Things to do:
- A) In the review of the TRT video, what range of total testosterone counts as normal for adult men?
- B) Carry on the review of the TRT video from its last sentence.
*** Page extract Section Begins ***
The creator seems to be discussing testosterone levels, possibly referencing a lab result or a dosage figure. There's a reference to "total testosterone" buried in the phonetic mess, and the hashtag category confirms this is TRT content. But without a decipherable argument, we're essentially fact-checking a Rorschach test. That's a problem for viewers trying to make real health decisions based on what they watch.

Does the science back this up?

There's nothing coherent enough here to either support or refute with literature. However, since this video sits in the TRT category and mentions numbers that could plausibly reference testosterone levels or dosages, it's worth grounding the science in what we actually know.

Normal total testosterone in adult men ranges from roughly 300 to 1000 ng/dL, according to the American Urological Association's 2018 guidelines. Hypogonadism is clinically defined as consistently below 300 ng/dL combined with symptoms. Saad et al. (2011, Journal of Sexual Medicine) found that TRT in genuinely hypogonadal men improved energy, mood, and libido over 12 months. But "optimization" in otherwise healthy men is a grayer area. A 2023 NEJM trial by Lincoff et al. found TRT was non-inferior to placebo for cardiovascular events in men with hypogonadism, which is reassuring, but the study wasn't designed to validate hormone optimization in men with normal levels.

What did they get wrong (or right)?

We can't credit or fault the creator for specific medical claims because no specific medical claim was coherently made. What we can say is this: if the video intended to communicate something meaningful about testosterone targets or dosing, it failed completely. Viewers got noise, not information.

If the number "160" refers to a testosterone level in ng/dL, that would genuinely be low and could support a TRT conversation with a physician. If it refers to a milligram dose of testosterone cypionate, that's on the higher end of typical starting doses (50 to 100 mg weekly is common in clinical practice) and would need context that simply isn't here. Bhasin et al. (2010, NEJM) showed dose-dependent effects of testosterone, meaning the number matters enormously and should never be thrown out without context. Doing so, even accidentally through incoherence, is irresponsible.
*** Page extract Section Ends ***
*** The data Section Begins ***
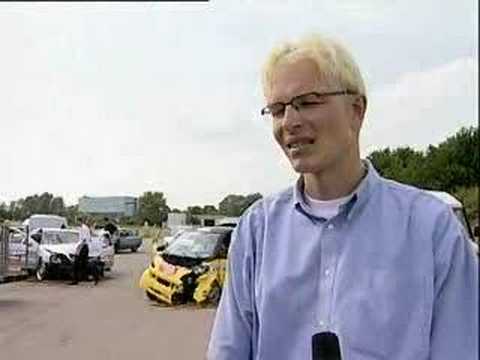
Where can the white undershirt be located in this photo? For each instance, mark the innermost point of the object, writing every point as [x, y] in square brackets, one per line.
[326, 209]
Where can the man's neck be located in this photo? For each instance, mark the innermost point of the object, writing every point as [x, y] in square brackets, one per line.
[334, 184]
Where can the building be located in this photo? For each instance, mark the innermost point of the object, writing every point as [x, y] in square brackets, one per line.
[109, 206]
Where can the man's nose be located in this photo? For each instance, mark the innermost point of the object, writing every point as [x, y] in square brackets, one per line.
[291, 118]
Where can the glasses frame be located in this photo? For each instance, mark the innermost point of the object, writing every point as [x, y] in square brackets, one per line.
[266, 110]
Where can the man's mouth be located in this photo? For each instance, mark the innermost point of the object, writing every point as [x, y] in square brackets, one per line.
[299, 145]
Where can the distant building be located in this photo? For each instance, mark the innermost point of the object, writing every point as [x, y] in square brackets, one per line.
*** The data Section Ends ***
Responses per task:
- A) Roughly 300 to 1000 ng/dL.

- B)
What should you actually know?

TRT is a legitimate, well-studied treatment for hypogonadism. It is not a performance hack to be self-prescribed based on a TikTok video you can barely understand. Here's what the evidence actually says.

  • Diagnosis requires two morning total testosterone draws below 300 ng/dL plus clinical symptoms, per Endocrine Society guidelines (Bhasin et al., 2010).
  • Formulation matters. Gels, injections, and pellets have different absorption profiles and side effect patterns. They are not interchangeable without clinical judgment.
  • Hematocrit elevation is a real risk. TRT increases red blood cell production, and unchecked, that raises clotting risk. Regular monitoring is not optional.
  • Fertility suppression is near-certain on TRT. The hypothalamic-pituitary axis shuts down endogenous production, which means sperm counts drop, often significantly.
  • "Super levels" are not a goal. Supraphysiologic testosterone is associated with increased cardiovascular strain and is outside the scope of legitimate TRT as defined by any major medical society.

The bottom line

This video should not inform any health decision. The content is indecipherable, the claims are unextractable, and the format, a green screen TikTok with no clear sourcing, is not a substitute for a clinical evaluation. If you're curious about your testosterone levels, get a blood panel ordered by a licensed provider. FormBlends and similar regulated telehealth platforms exist precisely because the alternative is taking medical cues from videos like this one.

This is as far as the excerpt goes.